■ **SUPPLIED DATA**
>>>

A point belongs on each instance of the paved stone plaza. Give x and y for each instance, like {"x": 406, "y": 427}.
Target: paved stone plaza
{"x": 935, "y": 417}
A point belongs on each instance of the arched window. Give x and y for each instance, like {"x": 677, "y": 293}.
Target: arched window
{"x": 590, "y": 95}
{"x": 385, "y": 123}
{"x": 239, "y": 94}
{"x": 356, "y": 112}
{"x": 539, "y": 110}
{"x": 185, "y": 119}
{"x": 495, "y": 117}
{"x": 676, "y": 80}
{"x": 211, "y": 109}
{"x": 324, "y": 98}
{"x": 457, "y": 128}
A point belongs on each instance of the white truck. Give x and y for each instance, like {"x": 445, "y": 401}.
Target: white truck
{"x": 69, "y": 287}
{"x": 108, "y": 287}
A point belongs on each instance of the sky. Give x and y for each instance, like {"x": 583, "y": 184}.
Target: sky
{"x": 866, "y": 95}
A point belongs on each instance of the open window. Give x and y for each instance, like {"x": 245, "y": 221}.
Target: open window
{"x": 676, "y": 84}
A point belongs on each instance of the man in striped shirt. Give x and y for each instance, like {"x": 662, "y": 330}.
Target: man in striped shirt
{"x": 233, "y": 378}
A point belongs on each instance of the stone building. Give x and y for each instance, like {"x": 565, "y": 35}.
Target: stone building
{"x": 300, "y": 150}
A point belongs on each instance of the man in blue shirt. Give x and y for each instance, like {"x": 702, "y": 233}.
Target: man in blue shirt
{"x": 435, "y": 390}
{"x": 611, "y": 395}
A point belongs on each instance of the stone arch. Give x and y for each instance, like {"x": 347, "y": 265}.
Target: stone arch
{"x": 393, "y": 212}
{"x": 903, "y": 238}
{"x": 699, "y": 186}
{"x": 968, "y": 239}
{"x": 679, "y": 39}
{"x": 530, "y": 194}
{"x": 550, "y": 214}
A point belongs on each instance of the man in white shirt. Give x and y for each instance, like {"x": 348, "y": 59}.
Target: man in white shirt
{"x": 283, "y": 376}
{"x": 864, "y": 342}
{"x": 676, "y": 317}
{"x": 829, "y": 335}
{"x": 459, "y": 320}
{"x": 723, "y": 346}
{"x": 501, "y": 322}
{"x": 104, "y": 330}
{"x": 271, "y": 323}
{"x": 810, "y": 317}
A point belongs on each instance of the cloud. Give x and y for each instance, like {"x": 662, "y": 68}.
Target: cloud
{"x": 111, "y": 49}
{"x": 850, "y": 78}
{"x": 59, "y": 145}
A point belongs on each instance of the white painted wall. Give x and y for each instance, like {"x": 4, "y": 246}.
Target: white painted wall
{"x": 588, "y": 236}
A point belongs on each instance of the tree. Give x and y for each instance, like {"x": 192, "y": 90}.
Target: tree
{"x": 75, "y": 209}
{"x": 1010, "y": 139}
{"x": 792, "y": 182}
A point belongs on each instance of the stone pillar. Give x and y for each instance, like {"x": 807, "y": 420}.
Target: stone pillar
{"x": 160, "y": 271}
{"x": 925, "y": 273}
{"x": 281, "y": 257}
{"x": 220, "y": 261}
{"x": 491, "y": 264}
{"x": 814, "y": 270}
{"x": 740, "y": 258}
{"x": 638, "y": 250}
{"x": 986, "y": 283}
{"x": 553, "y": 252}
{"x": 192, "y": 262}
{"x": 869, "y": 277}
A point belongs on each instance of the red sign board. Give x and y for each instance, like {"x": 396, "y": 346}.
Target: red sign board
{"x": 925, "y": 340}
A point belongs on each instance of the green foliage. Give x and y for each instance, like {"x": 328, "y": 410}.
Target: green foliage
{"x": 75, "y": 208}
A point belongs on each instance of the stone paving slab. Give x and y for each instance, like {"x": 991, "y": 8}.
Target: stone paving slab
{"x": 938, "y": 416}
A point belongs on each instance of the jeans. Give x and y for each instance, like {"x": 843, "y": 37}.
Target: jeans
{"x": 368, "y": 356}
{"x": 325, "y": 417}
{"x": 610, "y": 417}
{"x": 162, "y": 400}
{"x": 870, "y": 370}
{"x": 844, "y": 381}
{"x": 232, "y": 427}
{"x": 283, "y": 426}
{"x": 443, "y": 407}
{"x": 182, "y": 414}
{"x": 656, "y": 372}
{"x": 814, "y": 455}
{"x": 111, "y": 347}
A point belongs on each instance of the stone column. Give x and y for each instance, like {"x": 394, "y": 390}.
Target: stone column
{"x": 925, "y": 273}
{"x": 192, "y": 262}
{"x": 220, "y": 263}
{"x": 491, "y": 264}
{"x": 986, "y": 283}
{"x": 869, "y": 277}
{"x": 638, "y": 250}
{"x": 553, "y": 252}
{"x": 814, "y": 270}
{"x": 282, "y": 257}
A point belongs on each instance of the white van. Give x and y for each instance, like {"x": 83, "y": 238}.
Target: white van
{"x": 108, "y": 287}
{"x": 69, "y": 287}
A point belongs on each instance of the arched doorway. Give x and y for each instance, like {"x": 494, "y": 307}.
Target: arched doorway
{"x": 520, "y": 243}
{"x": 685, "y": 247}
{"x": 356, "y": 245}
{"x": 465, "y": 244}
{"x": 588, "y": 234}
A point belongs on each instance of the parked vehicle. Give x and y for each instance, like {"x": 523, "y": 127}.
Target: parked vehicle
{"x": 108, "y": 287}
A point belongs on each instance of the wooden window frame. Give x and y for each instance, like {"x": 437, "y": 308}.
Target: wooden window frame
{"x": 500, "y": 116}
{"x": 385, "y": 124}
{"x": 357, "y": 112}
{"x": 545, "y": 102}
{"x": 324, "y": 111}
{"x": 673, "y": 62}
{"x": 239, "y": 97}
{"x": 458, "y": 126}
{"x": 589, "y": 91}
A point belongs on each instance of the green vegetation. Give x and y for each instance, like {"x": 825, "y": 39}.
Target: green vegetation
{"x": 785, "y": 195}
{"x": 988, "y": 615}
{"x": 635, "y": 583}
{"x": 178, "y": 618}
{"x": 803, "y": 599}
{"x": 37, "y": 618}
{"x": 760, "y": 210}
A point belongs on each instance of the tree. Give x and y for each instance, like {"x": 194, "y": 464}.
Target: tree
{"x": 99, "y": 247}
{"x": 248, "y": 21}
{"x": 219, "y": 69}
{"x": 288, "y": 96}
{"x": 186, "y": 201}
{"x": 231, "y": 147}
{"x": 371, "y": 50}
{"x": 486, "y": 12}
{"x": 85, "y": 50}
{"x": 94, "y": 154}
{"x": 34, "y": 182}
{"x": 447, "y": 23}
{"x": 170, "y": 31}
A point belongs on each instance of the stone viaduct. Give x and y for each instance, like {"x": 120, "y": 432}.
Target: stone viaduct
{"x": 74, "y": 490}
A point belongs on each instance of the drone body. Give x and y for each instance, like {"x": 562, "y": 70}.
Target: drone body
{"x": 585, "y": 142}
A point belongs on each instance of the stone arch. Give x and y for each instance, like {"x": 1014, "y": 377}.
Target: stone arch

<<<

■ **EXERCISE GOAL**
Please render the lines starting at the line that contains "A point belongs on each instance of the drone" and ending at the last line of the items as a JSON list of strings, one string per line, leaving out blank lines.

■ **WORKED ANSWER**
[
  "A point belongs on each instance of the drone body. Give x and y for each instance, like {\"x\": 562, \"y\": 70}.",
  "Target: drone body",
  "{\"x\": 585, \"y\": 142}",
  "A point belongs on each instance of the stone arch. Give x and y for each instance, like {\"x\": 1014, \"y\": 377}.",
  "Target: stone arch"
]